▶ [EXTRACTED TEXT]:
● ● ●
In [17]:
import pandas as pd
import numpy as np

In [18]:
csv_file_path = 'spam.csv' 
sms_data = pd.read_csv(csv_file_path, usecols=[0, 1], names=['label', 'message'], header=0, encoding='ISO-8859-1')

In [20]:
import string
import re

In [21]:
def preprocess_text(text):
    text = text.lower()  #convert into lower case 
    text = re.sub(f'[{string.punctuation}]', '', text) #remove the punctuations 
    text = re.sub('\d+', '', text)  #remove digits 
    return text

In [22]:
sms_data['message'] = sms_data['message'].apply(preprocess_text)

In [23]:
sms_data['label'] = sms_data['label'].map({'ham': 0, 'spam': 1})

In [24]:
print(sms_data.head())

   label                                            message
0      0  go until jurong point crazy available only in ...
1      0                            ok lar joking wif u oni
2      1  free entry in  a wkly comp to win fa cup final...
3      0        u dun say so early hor u c already then say
4      0  nah i dont think he goes to usf he lives aroun...


In [25]:
from sklearn.model_selection import train_test_split
from sklearn.linear_model import LogisticRegression

In [27]:
X_train, X_test, y_train, y_test = train_test_split(sms_data['message'], sms_data['label'], test_size=0.2, random_state=42)

In [28]:
from sklearn.feature_extraction.text import TfidfVectorizer

In [29]:
vectorizer = TfidfVectorizer(stop_words='english')
X_train_v = vectorizer.fit_transform(X_train)
X_test_v = vectorizer.transform(X_test)

In [30]:
from sklearn.model_selection import GridSearchCV
param_grid = {
    'C': [0.01, 0.1, 1, 10, 100],
    'penalty': ['l1', 'l2'],
    'solver': ['liblinear']
}

In [31]:
lr = LogisticRegression()

In [32]:
grid_search = GridSearchCV(lr, param_grid, scoring='f1', cv=5)
grid_search.fit(X_train_v, y_train)



In [40]:
best_params = grid_search.best_params_
model = LogisticRegression(**best_params)
model.fit(X_train_v, y_train)

In [41]:
y_pred = model.predict(X_test_v)

In [42]:
from sklearn.metrics import accuracy_score, precision_score, recall_score, f1_score

In [43]:
acc = accuracy_score(y_test, y_pred)
p = precision_score(y_test, y_pred)
recall = recall_score(y_test, y_pred)
f1 = f1_score(y_test, y_pred)

In [44]:
print(f'Accuracy: {accuracy}, Precision: {precision}, Recall: {recall}, F1 Score: {f1}')
● ● ●
▶ [OBJECTIVE 1]:
Decide whether each statement below agrees with the spam-classification notebook, answering yes or no and quoting the words of the notebook that settle it: (a) The "ham" and "spam" labels are converted to 0 and 1. (b) Thirty percent of the data is held out for testing. (c) The grid search ranks parameter settings by accuracy.
▶ [OBJECTIVE 2]:
Continue the spam-classification notebook from the point where it stops.
The rows come from a separate source, unrelated to the spam-classification notebook.
● ● ●
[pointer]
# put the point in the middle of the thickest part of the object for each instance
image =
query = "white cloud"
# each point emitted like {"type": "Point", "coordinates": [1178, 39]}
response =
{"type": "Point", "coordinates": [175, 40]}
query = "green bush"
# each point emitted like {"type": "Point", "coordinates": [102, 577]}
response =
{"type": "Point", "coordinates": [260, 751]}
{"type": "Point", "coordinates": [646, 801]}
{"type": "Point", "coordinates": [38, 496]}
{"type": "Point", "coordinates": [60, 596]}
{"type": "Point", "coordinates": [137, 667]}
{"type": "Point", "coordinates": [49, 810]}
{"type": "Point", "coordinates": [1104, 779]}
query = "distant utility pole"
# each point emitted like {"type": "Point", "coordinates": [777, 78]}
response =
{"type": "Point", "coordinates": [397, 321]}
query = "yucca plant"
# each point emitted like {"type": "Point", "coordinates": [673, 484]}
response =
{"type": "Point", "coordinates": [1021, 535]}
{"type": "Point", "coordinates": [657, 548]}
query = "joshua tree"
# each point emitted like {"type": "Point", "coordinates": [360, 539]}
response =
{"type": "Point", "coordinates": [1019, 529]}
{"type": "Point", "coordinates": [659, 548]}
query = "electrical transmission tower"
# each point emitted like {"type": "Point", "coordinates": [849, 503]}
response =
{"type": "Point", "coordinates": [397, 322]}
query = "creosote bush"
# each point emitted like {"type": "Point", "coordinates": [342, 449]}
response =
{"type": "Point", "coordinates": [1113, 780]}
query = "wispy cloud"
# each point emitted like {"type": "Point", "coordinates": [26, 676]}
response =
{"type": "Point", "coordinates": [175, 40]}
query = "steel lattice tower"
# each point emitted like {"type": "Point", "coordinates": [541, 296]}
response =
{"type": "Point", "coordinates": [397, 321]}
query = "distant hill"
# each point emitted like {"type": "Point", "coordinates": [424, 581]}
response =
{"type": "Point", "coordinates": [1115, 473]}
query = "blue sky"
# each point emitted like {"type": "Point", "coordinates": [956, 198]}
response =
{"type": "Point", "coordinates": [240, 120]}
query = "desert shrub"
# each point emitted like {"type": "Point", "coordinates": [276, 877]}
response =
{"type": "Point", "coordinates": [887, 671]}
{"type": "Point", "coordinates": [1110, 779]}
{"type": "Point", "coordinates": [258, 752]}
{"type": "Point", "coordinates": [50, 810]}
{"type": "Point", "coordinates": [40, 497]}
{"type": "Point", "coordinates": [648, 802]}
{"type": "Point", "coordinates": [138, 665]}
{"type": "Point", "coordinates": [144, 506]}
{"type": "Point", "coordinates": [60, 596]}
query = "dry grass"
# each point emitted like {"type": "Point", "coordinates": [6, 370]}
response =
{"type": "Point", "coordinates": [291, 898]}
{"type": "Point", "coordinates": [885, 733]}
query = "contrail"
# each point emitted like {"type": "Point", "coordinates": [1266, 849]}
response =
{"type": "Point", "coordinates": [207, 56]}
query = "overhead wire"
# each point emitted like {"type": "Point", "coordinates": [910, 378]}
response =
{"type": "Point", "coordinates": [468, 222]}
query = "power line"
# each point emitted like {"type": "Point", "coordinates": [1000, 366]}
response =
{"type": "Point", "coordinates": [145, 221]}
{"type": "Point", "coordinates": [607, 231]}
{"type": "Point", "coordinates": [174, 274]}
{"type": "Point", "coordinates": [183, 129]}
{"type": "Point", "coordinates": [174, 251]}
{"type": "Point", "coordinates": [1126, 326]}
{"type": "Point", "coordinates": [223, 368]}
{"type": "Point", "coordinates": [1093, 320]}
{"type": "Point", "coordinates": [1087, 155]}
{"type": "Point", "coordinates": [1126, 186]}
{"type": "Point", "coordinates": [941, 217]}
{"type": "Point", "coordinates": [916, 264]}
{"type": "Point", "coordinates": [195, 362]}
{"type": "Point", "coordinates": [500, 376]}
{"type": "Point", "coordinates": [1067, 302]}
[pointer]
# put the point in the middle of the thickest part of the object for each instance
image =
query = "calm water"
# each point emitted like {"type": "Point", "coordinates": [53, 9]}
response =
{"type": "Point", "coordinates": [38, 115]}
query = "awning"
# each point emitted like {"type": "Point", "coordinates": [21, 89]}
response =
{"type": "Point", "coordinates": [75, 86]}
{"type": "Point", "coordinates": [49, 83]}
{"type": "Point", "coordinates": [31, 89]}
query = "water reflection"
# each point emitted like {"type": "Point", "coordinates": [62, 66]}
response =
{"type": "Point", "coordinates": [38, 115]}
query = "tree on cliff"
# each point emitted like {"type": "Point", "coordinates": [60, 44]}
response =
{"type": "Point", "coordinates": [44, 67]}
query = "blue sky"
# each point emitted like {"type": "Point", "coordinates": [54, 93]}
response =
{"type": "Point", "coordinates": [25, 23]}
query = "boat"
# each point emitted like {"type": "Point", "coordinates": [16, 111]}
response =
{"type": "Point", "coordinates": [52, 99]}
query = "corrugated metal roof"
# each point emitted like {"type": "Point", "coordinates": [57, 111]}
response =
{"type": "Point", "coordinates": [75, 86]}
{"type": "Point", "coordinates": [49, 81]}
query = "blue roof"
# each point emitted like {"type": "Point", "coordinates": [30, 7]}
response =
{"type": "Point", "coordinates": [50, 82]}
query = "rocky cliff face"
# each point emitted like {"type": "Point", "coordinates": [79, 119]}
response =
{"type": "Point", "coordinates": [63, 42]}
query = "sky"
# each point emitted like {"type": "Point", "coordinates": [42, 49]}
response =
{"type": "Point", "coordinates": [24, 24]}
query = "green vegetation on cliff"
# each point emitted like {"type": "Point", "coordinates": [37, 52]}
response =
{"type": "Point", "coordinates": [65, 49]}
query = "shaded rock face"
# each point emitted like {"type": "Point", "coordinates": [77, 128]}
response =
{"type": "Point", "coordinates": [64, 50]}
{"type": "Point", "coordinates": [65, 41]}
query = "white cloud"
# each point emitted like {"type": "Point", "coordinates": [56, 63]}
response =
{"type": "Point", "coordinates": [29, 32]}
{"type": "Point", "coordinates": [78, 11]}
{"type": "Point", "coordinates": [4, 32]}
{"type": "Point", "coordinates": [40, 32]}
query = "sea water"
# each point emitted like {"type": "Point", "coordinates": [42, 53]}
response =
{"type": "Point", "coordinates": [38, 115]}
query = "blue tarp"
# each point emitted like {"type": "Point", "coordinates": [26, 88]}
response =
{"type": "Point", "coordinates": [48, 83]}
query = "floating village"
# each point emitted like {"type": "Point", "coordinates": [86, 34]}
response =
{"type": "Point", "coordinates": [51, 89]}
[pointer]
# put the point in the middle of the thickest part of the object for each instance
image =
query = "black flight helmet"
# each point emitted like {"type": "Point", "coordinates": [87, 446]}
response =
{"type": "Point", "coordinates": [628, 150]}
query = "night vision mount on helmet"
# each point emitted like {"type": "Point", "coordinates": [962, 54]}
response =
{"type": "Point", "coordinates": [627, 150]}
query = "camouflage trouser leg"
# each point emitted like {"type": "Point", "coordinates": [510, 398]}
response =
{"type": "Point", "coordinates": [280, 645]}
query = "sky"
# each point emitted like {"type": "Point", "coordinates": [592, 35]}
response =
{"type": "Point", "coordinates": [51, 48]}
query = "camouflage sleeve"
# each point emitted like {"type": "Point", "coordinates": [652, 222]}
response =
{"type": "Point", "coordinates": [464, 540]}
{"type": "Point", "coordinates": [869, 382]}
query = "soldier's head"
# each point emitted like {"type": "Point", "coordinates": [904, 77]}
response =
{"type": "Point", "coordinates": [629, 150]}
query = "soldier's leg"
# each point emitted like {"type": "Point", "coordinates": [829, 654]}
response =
● ● ●
▶ [RESULT 1]:
(a) Yes: "sms_data['label'].map({'ham': 0, 'spam': 1})"
(b) No: "test_size=0.2"
(c) No: "scoring='f1'"

▶ [RESULT 2]:
Accuracy: 0.9748878923766816, Precision: 0.9552238805970149, Recall: 0.8533333333333334, F1 Score: 0.9014084507042254


In [45]:

def predict_message(text):
    text = preprocess_text(text)
    text_v = vectorizer.transform([text])
    prediction = model.predict(text_v)
    return 'spam' if prediction == 1 else 'ham'

mess = "Congratulations! You've won a free ticket to Bahamas. Text WIN to 12345."
print(predict_message(mess))

spam


In [46]:
from sklearn.preprocessing import LabelEncoder
from tensorflow.keras.models import Sequential
from tensorflow.keras.layers import Dense
from tensorflow.keras.optimizers import Adam
from tensorflow.keras.losses import BinaryCrossentropy
from tensorflow.keras.metrics import Precision, Recall




In [47]:
sms_data['message'] = sms_data['message'].apply(preprocess_text)
sms_data['label'] = LabelEncoder().fit_transform(sms_data['label'])

In [48]:
X_train, X_test, y_train, y_test = train_test_split(sms_data['message'], sms_data['label'], test_size=0.2, random_state=42)

In [49]:
vectorizer = TfidfVectorizer(stop_words='english')
X_train_v = vectorizer.fit_transform(X_train).toarray()
X_test_v = vectorizer.transform(X_test).toarray()

In [51]:
model2 = Sequential()
model2.add(Dense(128, input_dim=X_train_tfidf.shape[1], activation='relu'))
model2.add(Dense(64, activation='relu'))
model2.add(Dense(1, activation='sigmoid'))

In [52]:
model2.compile(optimizer=Adam(learning_rate=0.001), 
              loss=BinaryCrossentropy(), 
              metrics=[Precision(), Recall()])

In [54]:
model2.fit(X_train_v, y_train, epochs=10, batch_size=32, validation_split=0.2)

Epoch 1/10

Epoch 2/10
Epoch 3/10
Epoch 4/10
Epoch 5/10
Epoch 6/10
Epoch 7/10
Epoch 8/10
Epoch 9/10
Epoch 10/10


<keras.src.callbacks.History at 0x271aef37d90>

In [56]:
loss, precision, recall = model2.evaluate(X_test_v, y_test)
f1 = 2 * (precision * recall) / (precision + recall)



In [57]:
print(f'Loss: {loss}, Precision: {precision}, Recall: {recall}, F1 Score: {f1}')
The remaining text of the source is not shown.